Task brief - Copy the rows below, replacing "bounding boxes" with "rectangles" and keeping everything else the same. Omit the pictures.

▼

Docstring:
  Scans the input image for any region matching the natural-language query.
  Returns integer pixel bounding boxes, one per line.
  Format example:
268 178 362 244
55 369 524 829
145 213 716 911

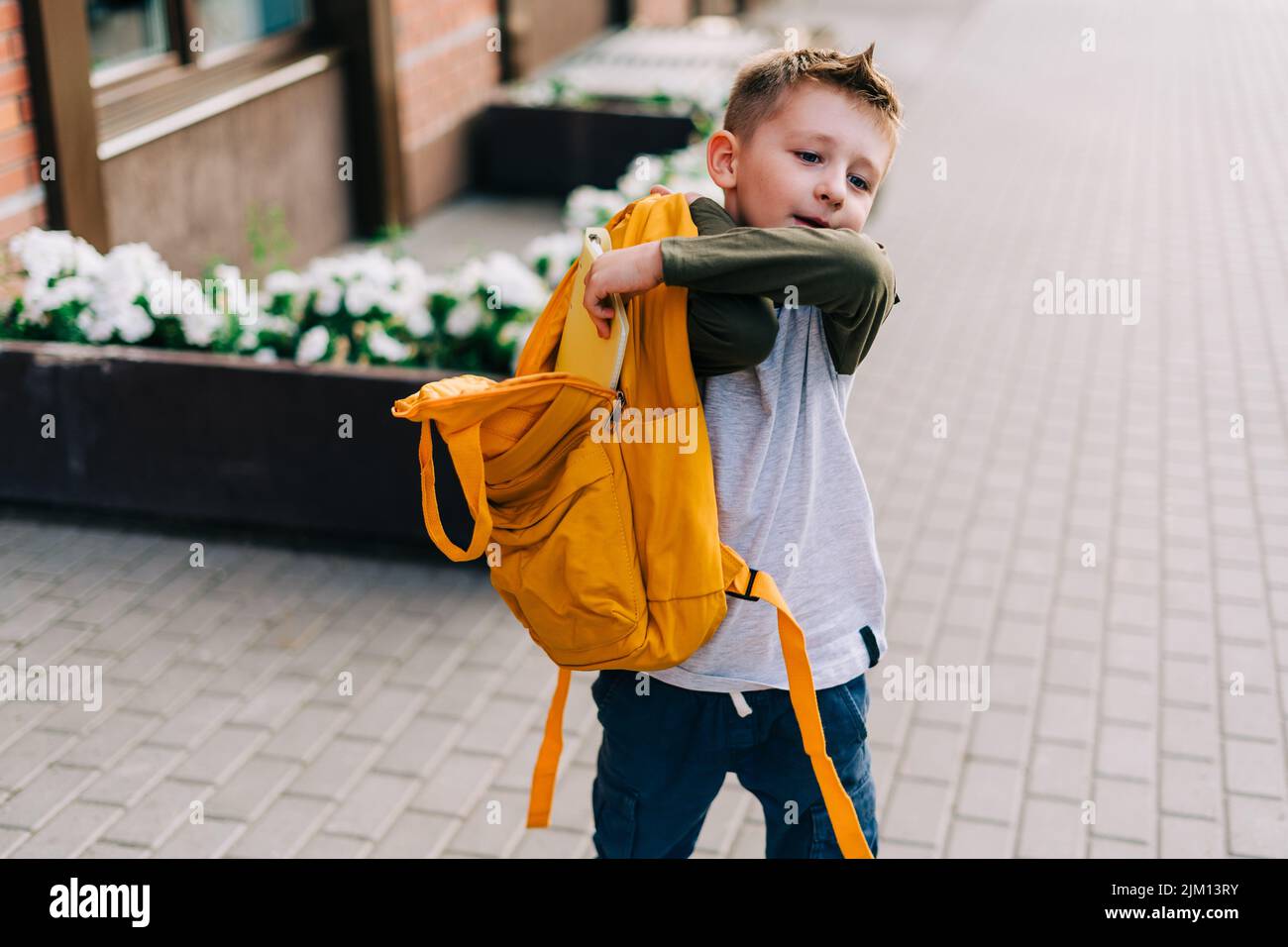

▲

Result of this exercise -
Docstring:
  Scans the input image for any region matching the natural-language query.
  Returns integer pixel rectangles, one per line.
  Format example:
268 178 362 244
55 369 524 829
145 213 716 911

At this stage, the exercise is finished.